Please write the following entries out once more, exactly.

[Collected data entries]
────────────────
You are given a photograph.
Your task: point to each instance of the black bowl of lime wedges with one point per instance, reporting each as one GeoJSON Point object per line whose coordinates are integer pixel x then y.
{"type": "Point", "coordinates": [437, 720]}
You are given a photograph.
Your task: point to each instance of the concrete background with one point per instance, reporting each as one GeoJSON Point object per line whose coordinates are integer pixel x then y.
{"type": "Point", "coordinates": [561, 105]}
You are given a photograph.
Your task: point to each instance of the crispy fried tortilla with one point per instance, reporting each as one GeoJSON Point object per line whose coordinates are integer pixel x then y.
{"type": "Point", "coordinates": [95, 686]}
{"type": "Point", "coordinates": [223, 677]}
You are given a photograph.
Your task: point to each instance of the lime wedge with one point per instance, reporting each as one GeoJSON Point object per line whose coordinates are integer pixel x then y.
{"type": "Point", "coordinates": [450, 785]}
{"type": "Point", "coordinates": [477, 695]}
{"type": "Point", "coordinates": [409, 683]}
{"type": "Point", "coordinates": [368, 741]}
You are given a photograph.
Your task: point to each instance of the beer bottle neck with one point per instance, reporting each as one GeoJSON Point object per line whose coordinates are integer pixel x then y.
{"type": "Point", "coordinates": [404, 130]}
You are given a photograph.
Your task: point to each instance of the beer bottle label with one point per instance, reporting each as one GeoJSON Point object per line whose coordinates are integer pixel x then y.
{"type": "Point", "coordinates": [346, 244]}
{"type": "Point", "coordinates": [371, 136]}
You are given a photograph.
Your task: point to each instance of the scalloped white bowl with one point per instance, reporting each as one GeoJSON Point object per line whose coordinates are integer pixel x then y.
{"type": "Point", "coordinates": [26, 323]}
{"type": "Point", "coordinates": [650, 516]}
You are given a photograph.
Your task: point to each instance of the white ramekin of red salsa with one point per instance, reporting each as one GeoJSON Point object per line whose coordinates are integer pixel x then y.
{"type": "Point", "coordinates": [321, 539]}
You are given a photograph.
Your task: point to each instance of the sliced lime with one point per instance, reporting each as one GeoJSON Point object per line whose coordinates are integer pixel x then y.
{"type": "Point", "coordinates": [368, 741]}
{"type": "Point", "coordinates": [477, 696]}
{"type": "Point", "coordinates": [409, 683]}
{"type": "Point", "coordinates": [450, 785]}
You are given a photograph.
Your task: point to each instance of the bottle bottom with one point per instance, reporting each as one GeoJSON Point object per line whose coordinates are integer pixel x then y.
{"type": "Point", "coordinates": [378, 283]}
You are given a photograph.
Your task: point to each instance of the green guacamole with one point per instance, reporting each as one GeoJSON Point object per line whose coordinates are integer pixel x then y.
────────────────
# SOLUTION TO THIS EXERCISE
You are given a photograph.
Your task: point to each instance of the black bowl of lime wedges with one point per instance, reporting each as one GeoJSON Point object per line whose coordinates are integer pixel x then y.
{"type": "Point", "coordinates": [437, 720]}
You are given a photograph.
Your task: point to each instance of the concrete background with one point per instance, reporting each as one GeoJSON Point object per line whose coordinates are integer pixel x then y.
{"type": "Point", "coordinates": [561, 105]}
You are given a photograph.
Your task: point to each instance of the crispy fried tortilla with one point per instance, reporting each as one GeoJSON Point object per line whose coordinates are integer pixel x then y.
{"type": "Point", "coordinates": [95, 686]}
{"type": "Point", "coordinates": [223, 677]}
You are given a photograph.
Your task: point to each instance of the lime wedge with one point per instance, reporting each as one GeoJSON Point object per line whose coordinates are integer pixel x then y.
{"type": "Point", "coordinates": [450, 785]}
{"type": "Point", "coordinates": [477, 695]}
{"type": "Point", "coordinates": [409, 683]}
{"type": "Point", "coordinates": [368, 741]}
You are given a photograph.
Your task: point to each instance of the beer bottle neck with one point per instance, reporting each as one GeoJSON Point object per line whose coordinates are integer pixel x then y.
{"type": "Point", "coordinates": [404, 130]}
You are given a photograph.
Your task: point to each instance of the beer bottle label with one point per instance, reporting each as one GeoJSON Point object per line whose coordinates are integer pixel x then y.
{"type": "Point", "coordinates": [346, 244]}
{"type": "Point", "coordinates": [371, 136]}
You are given a photograph.
Your task: point to each instance of the scalloped white bowl with one point per instance, reporting each as one GeoJSON Point object per line whose coordinates are integer pixel x then y.
{"type": "Point", "coordinates": [26, 323]}
{"type": "Point", "coordinates": [650, 516]}
You are given a photograph.
Your task: point to each instance of the white ramekin of red salsa with one point per instance, reporting each as one GeoJSON Point object per line whose coordinates are integer pixel x then y.
{"type": "Point", "coordinates": [321, 539]}
You are given a photograph.
Your task: point to each instance of the sliced lime with one point per instance, reporting each as one GeoJSON Point object per line whose coordinates are integer pixel x then y.
{"type": "Point", "coordinates": [368, 741]}
{"type": "Point", "coordinates": [477, 696]}
{"type": "Point", "coordinates": [409, 683]}
{"type": "Point", "coordinates": [450, 785]}
You are given a photograph.
Your task: point to each instance of the bottle bottom with one point per instance, reporting each as one GeoJSON Point object per line whose coordinates are integer pixel x then y.
{"type": "Point", "coordinates": [378, 283]}
You are given a photograph.
Your task: point to each instance of the green guacamole with one point per instance, reporting each as one GeoJSON Point object per line whose coordinates are integer pixel x then y.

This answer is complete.